▸ **Short problem**
Reproduce every line of this listing exactly as it appears.

═════ Task input

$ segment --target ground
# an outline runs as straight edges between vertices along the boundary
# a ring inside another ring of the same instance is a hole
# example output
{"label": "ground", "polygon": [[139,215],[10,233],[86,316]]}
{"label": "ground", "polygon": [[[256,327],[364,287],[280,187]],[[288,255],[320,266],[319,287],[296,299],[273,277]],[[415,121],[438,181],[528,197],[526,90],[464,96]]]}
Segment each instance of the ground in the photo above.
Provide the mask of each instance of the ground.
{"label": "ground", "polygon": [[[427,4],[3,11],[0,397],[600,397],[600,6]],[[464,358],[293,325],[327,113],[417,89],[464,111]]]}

══════════

▸ **Result for this exercise**
$ segment --target ground
# an outline runs as straight edges between vertices along the boundary
# a ring inside another ring of the same instance is a hole
# example output
{"label": "ground", "polygon": [[139,215],[10,233],[86,316]]}
{"label": "ground", "polygon": [[[256,327],[364,287],[280,187]],[[288,255],[320,266],[319,287],[296,299],[273,277]],[[415,121],[438,181],[528,197],[526,90],[464,96]]]}
Segment each instance of the ground in the photo above.
Provide the mask of each instance of the ground.
{"label": "ground", "polygon": [[[427,4],[3,11],[0,397],[600,397],[600,6]],[[464,358],[293,325],[327,113],[417,89],[464,111]]]}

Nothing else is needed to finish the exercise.